DIRECTIONS: Copy out all the data, word for word.

DATA FOR THIS TASK:
- - -

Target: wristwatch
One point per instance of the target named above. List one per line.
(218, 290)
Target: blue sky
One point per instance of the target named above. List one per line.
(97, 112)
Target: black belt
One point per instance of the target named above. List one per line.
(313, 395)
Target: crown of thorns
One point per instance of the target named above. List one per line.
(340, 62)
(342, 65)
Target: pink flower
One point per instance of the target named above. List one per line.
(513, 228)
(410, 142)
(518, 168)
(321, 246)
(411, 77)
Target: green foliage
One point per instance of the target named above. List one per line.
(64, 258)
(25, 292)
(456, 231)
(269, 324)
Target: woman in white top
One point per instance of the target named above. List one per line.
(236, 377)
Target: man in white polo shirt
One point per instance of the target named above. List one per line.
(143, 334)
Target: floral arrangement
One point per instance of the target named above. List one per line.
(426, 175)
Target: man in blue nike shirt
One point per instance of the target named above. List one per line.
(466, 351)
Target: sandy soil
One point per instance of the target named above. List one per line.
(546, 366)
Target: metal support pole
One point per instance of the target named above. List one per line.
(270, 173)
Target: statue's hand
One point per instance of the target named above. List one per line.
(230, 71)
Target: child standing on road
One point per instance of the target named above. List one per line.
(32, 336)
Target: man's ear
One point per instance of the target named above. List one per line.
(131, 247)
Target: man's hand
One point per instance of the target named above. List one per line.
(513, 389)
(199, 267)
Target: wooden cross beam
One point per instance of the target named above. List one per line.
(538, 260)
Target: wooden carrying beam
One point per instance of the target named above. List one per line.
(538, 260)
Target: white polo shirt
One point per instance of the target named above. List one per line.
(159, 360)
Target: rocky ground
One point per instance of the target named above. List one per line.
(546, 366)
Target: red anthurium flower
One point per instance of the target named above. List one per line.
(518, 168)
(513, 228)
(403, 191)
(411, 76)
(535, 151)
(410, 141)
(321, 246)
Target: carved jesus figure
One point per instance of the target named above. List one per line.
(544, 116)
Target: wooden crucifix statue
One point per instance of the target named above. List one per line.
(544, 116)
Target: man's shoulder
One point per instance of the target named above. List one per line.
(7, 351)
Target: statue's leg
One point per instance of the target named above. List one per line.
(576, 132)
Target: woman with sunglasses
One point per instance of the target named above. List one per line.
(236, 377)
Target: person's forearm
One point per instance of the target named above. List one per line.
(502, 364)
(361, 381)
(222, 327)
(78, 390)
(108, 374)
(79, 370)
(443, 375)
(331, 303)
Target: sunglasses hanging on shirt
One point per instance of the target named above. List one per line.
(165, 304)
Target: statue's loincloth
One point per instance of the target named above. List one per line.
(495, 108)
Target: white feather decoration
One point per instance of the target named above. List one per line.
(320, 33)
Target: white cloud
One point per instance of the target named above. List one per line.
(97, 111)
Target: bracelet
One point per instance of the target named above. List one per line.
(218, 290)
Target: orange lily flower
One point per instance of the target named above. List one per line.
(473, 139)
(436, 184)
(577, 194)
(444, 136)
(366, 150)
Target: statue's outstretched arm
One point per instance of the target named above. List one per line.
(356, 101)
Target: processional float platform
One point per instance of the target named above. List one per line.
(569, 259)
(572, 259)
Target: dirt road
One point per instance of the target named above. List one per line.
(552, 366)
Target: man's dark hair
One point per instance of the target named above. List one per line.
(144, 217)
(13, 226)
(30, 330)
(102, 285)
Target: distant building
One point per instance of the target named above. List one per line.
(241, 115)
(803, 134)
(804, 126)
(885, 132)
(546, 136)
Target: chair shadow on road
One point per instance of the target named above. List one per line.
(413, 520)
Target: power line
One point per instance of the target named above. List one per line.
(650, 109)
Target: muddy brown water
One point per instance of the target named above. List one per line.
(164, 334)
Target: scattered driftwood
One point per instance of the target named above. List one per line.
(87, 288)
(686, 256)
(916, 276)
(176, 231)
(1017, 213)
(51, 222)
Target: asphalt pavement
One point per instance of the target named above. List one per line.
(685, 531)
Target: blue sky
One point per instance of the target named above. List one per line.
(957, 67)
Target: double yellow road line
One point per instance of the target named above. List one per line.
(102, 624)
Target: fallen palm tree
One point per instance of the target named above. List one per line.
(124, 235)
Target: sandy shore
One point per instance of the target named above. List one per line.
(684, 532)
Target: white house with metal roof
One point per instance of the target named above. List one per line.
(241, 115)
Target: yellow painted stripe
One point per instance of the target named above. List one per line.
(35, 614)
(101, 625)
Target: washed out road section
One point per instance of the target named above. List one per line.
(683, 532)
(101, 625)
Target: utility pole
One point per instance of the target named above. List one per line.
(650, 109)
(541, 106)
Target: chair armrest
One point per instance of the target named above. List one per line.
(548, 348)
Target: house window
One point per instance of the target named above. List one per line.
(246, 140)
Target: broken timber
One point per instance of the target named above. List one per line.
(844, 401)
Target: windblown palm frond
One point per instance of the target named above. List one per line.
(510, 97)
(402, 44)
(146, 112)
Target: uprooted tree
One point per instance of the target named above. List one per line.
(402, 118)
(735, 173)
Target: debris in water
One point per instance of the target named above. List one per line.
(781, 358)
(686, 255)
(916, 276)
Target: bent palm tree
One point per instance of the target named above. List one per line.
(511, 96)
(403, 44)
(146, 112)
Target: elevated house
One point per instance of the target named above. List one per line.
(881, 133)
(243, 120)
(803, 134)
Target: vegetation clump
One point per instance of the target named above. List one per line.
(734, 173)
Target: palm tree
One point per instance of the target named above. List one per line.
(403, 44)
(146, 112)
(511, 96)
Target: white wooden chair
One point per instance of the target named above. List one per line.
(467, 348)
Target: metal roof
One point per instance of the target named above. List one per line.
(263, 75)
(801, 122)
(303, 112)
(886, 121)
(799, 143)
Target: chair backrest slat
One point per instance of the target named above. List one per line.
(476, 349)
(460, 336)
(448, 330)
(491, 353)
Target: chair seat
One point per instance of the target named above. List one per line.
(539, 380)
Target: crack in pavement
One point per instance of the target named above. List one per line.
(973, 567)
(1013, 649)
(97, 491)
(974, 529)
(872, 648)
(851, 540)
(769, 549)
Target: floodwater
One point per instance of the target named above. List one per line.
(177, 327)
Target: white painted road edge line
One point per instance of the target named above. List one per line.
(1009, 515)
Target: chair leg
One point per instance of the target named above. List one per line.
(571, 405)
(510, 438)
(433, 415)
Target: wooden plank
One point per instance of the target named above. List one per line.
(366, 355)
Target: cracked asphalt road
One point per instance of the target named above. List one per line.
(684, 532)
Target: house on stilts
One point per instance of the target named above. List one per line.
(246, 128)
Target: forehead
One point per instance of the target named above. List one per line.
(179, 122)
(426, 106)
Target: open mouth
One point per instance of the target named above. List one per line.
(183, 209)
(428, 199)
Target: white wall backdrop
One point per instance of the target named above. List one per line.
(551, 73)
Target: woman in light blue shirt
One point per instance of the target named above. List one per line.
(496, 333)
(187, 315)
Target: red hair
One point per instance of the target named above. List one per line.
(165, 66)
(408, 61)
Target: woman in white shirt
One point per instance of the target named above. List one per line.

- - -

WRITTEN SOLUTION:
Target: wristwatch
One point per instance of the target named above. List one per line.
(218, 290)
Target: blue sky
One point per instance of the target named above. List one per line.
(97, 112)
Target: black belt
One point per instance of the target named above. List one per line.
(313, 395)
Target: crown of thorns
One point per instance of the target named above. List one per line.
(340, 62)
(342, 65)
Target: pink flower
One point per instance of the target named above. List one per line.
(513, 228)
(410, 142)
(518, 168)
(321, 246)
(411, 77)
Target: green foliage
One point per instance of the target named above. List one per line.
(64, 258)
(25, 292)
(456, 231)
(269, 324)
Target: woman in white top
One point per instance of the target named above. List one per line.
(236, 377)
Target: man in white polo shirt
One point per instance of the target named above. List one per line.
(143, 334)
Target: floral arrangement
One point per instance of the target named above. List one per line.
(426, 175)
Target: man in blue nike shirt
One point per instance of the target named above. List one per line.
(466, 351)
Target: sandy soil
One point per instance of the target named above. List one per line.
(546, 366)
Target: metal support pole
One point per instance of the target named above. List one per line.
(270, 173)
Target: statue's hand
One point per instance of the target named above. List one per line.
(230, 71)
Target: child standing on road
One point per instance of the target named above. List one per line.
(32, 336)
Target: man's ear
One point per instance of the target named above. List one per line.
(131, 247)
Target: man's hand
One point per instance of the target named above. List one per line.
(513, 389)
(199, 267)
Target: wooden cross beam
One point per instance of the target named above. List one per line.
(538, 260)
Target: wooden carrying beam
One point per instance of the target named above. List one per line.
(538, 260)
Target: white polo shirt
One point per instance of the target named above. List one per line.
(159, 360)
Target: rocky ground
One point per instance of the target named above. List one per line.
(546, 366)
Target: red anthurium flower
One point per instance of the target named above. List one per line.
(518, 168)
(513, 228)
(403, 191)
(411, 76)
(535, 151)
(410, 141)
(321, 246)
Target: carved jesus figure
One point per instance of the target named above. List one per line.
(544, 116)
Target: wooden crucifix statue
One point per instance of the target named above. List one per line.
(544, 116)
Target: man's shoulder
One point per instance of the target named above. List one per line.
(7, 351)
Target: statue's leg
One point per instance of the target named above. List one per line.
(576, 132)
Target: woman with sunglasses
One point per instance of the target named above. List one per line.
(236, 377)
Target: person's forearm
One point per instance of the target named above. List one per line.
(502, 364)
(361, 381)
(222, 327)
(78, 390)
(108, 374)
(79, 370)
(443, 375)
(331, 303)
Target: sunglasses hanging on shirt
One point per instance of the target named above. List one per line.
(165, 304)
Target: statue's loincloth
One point per instance of the target named above. List one per line.
(495, 108)
Target: white feather decoration
One point per instance of the target named above. List one per line.
(320, 33)
Target: white cloud
One point per instance of the target named above. List one per line.
(97, 111)
Target: bracelet
One point per instance of the target named above. List one per line.
(218, 290)
Target: orange lily flower
One point per instance of the target named above. List one per line.
(473, 139)
(436, 184)
(577, 194)
(444, 136)
(366, 150)
Target: statue's outstretched arm
One point per instance of the target named above. List one per line.
(356, 101)
Target: processional float platform
One point per instance of the target named above. List one per line.
(569, 259)
(572, 259)
Target: dirt road
One point per instance of the target named above. List one per line.
(552, 366)
Target: man's dark hair
One point per instance of the target named above. List one per line.
(144, 217)
(13, 226)
(30, 330)
(102, 285)
Target: distant building
One point per instance of the target named above. List one per line.
(241, 115)
(803, 134)
(804, 126)
(885, 132)
(546, 136)
Target: chair shadow on road
One point per instance of the target named above. List one per line.
(413, 520)
Target: power line
One point per instance of the target named above. List one per line.
(650, 109)
Target: muddy brown water
One point per instance of the target named above. List one per line.
(164, 334)
Target: scattered driftwood
One point per instance of the target named above. List one per line.
(87, 288)
(686, 256)
(916, 276)
(176, 231)
(1017, 213)
(51, 222)
Target: asphalt pavement
One point per instance of the target named above. List one per line.
(685, 531)
Target: blue sky
One point per instance of the target named above. List one per line.
(957, 67)
Target: double yellow road line
One point per instance of the target named above. List one per line.
(102, 624)
Target: fallen palm tree
One point per instance of the target named above. List one per line.
(124, 235)
Target: sandy shore
One point per instance of the target named above. List one per line.
(684, 532)
Target: white house with metal roof
One point per instance of the target named above. List one per line.
(241, 115)
Target: yellow painted stripe
One point per instance of the target named above. List one per line.
(35, 614)
(101, 625)
Target: washed out road section
One point per instance of the target named above. List one per line.
(683, 532)
(101, 625)
Target: utility pole
One point per instance of the target named above. List one per line.
(650, 109)
(541, 106)
Target: chair armrest
One point per instance of the target named above. List one per line.
(548, 348)
Target: house window
One point per instance of the target named above. List one per line.
(246, 140)
Target: broken timber
One point per instance of the target named above. List one per line.
(844, 401)
Target: windblown palm frond
One point per instance of the target named above. List one per line.
(510, 97)
(402, 44)
(146, 112)
Target: uprooted tree
One point per instance of the target named above. List one per line.
(402, 118)
(735, 173)
Target: debris in water
One point per instance of the target named above. List one per line.
(781, 358)
(686, 255)
(916, 276)
Target: bent palm tree
One point per instance of the target named above. List one per line.
(511, 96)
(403, 44)
(146, 112)
Target: elevated house
One point per instance of the target named above. List one per line.
(881, 133)
(243, 120)
(803, 134)
Target: vegetation clump
One point per instance of the target named above. List one per line.
(734, 173)
Target: palm tree
One point per instance of the target named above. List one per line.
(403, 44)
(146, 112)
(511, 96)
Target: white wooden chair
One point per instance of the target named above. List one per line.
(467, 348)
Target: metal roof
One point per instance of the target named above. List one per line.
(263, 75)
(801, 122)
(303, 112)
(886, 121)
(799, 143)
Target: chair backrest slat
One point per instance of the target named above. List one per line.
(476, 349)
(460, 336)
(448, 330)
(491, 353)
Target: chair seat
One point per instance of the target named above. List one per line.
(539, 380)
Target: crack in pavement
One point per instance of the target named above. List one per line.
(973, 567)
(1013, 649)
(97, 491)
(974, 529)
(872, 648)
(851, 540)
(769, 549)
Target: floodwater
One point per instance of the target named above. List one per line.
(177, 327)
Target: white painted road edge line
One point per instance of the target named above. List one per line.
(1009, 515)
Target: chair leg
One point per instance of the target named above. List one per line.
(571, 405)
(510, 438)
(433, 415)
Target: wooden plank
One point per instance of the target named above. List one per line.
(366, 355)
Target: cracked asphalt road
One point per instance of the target named above. List one per line.
(684, 532)
Target: house on stilts
One point per instance of the target named above. List one per line.
(246, 128)
Target: forehead
One point per instance of the target named above. List one per line.
(179, 122)
(426, 106)
Target: open mouth
One point per instance of the target named above. List one per line.
(183, 209)
(428, 199)
Target: white wall backdrop
One point per instance of the target named above. List one per line.
(551, 73)
Target: woman in light blue shirt
One point per instance of the target named above. List one per line.
(496, 333)
(187, 315)
Target: red hair
One point per instance of the target named above. List one per line.
(165, 66)
(408, 61)
Target: woman in white shirt
One point per instance of the target named above. List one per line.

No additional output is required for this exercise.